§ **EXERCISE BRIEF**: Reproduce the data below word for word, starting at the line that contains "Exercise. Mark the black" and ending after the line that contains "[(520, 396), (549, 391)]".
═══ EXCERPTED DATA ═══
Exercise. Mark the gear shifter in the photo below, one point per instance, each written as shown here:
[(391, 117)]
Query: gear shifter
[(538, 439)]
═══
═══ EXCERPTED DATA ═══
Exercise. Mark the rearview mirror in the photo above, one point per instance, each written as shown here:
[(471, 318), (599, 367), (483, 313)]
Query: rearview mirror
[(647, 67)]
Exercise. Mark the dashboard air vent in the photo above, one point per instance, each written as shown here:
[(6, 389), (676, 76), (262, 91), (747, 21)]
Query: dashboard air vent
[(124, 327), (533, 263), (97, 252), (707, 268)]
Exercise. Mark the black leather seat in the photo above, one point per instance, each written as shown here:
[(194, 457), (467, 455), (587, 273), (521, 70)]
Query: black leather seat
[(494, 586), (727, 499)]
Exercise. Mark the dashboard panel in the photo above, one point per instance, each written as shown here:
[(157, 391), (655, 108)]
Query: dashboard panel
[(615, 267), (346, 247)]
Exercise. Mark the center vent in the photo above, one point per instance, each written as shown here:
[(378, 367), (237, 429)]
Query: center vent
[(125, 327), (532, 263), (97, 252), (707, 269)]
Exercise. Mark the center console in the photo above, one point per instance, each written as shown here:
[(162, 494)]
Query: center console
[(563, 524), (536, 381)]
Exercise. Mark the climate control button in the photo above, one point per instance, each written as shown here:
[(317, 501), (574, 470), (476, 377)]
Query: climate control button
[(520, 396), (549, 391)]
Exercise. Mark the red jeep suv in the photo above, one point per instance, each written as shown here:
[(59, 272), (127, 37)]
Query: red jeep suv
═══
§ **OUTPUT**:
Exercise. Mark the black leather seat in the photo above, one point per instance, each written as shown here:
[(194, 457), (467, 455), (587, 273), (521, 70)]
Query: black leather seat
[(494, 586), (727, 499)]
Exercise. Mark the dashboard panel in the photo above, one point per instance, each written as shown here:
[(157, 391), (655, 108)]
Query: dashboard panel
[(615, 267), (346, 247)]
Exercise. Mark the center vent in the photo above, one point per instance, each written as shown here:
[(378, 367), (237, 429)]
Query: center vent
[(125, 327), (532, 263), (97, 252), (707, 269)]
Exercise. Mark the center console in the photo above, one point per instance, each written as shown here:
[(162, 494)]
Query: center console
[(563, 524), (536, 381)]
Exercise. Mark the climate control button in the photo above, one point per instance, each written as shown here:
[(317, 501), (574, 470), (476, 377)]
Query: climate control button
[(520, 396), (549, 391)]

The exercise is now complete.